> [WHAT YOU WILL DO] Express the lines of the records below as a JSON list of strings, one string per line, omitting blank lines and the pictures.

Segmentation dataset records

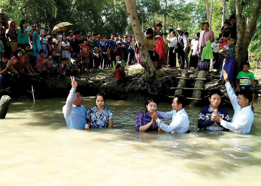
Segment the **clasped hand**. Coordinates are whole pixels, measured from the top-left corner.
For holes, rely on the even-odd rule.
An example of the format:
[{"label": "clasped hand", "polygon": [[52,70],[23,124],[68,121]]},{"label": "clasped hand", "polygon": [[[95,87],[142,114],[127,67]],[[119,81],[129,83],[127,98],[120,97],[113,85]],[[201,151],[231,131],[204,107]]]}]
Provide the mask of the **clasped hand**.
[{"label": "clasped hand", "polygon": [[221,118],[220,116],[216,112],[213,111],[211,115],[210,119],[212,121],[216,121],[220,123],[221,120]]}]

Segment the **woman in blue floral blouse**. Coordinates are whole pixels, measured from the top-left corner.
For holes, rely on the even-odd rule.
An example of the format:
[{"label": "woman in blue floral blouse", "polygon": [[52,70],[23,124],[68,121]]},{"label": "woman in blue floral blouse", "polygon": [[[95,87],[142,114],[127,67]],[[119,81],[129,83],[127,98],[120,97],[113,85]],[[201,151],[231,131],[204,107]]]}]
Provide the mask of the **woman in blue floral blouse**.
[{"label": "woman in blue floral blouse", "polygon": [[91,127],[112,127],[112,118],[114,115],[111,111],[103,106],[106,101],[104,94],[97,94],[95,96],[95,101],[96,105],[88,110],[85,116],[87,120],[85,128],[89,129]]}]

> [PROBLEM SOLUTION]
[
  "Segment the **clasped hand**. Coordinates are whole pixels, measured from the top-left corner.",
  "For holes, rely on the even-odd rule.",
  "An example of the format:",
  "[{\"label\": \"clasped hand\", \"polygon\": [[52,70],[23,124],[68,121]]},{\"label\": \"clasped hand\", \"polygon\": [[[95,87],[142,114],[127,67]],[[119,81],[129,83],[127,98],[120,97],[113,85]],[[201,151],[231,131],[204,107]]]}]",
  "Provide the mask of the **clasped hand**.",
  "[{\"label\": \"clasped hand\", \"polygon\": [[221,118],[220,116],[216,112],[213,111],[211,115],[210,119],[212,121],[216,121],[220,123],[221,120]]}]",
  "Segment the **woman in blue floral blouse**. Coordinates are whole pixels, measured from the top-left corner.",
  "For holes, rely on the even-odd rule.",
  "An example of the format:",
  "[{\"label\": \"woman in blue floral blouse\", \"polygon\": [[52,70],[23,124],[68,121]]},{\"label\": \"woman in blue floral blouse\", \"polygon\": [[[95,87],[142,114],[127,67]],[[119,81],[129,83],[127,98],[120,97],[113,85]],[[201,151],[231,131],[204,107]]]}]",
  "Provide the mask of the **woman in blue floral blouse**.",
  "[{\"label\": \"woman in blue floral blouse\", \"polygon\": [[91,127],[112,127],[112,118],[114,115],[111,111],[103,106],[106,101],[104,94],[97,94],[95,96],[95,101],[96,105],[88,110],[85,116],[87,120],[85,128],[89,129]]}]"
]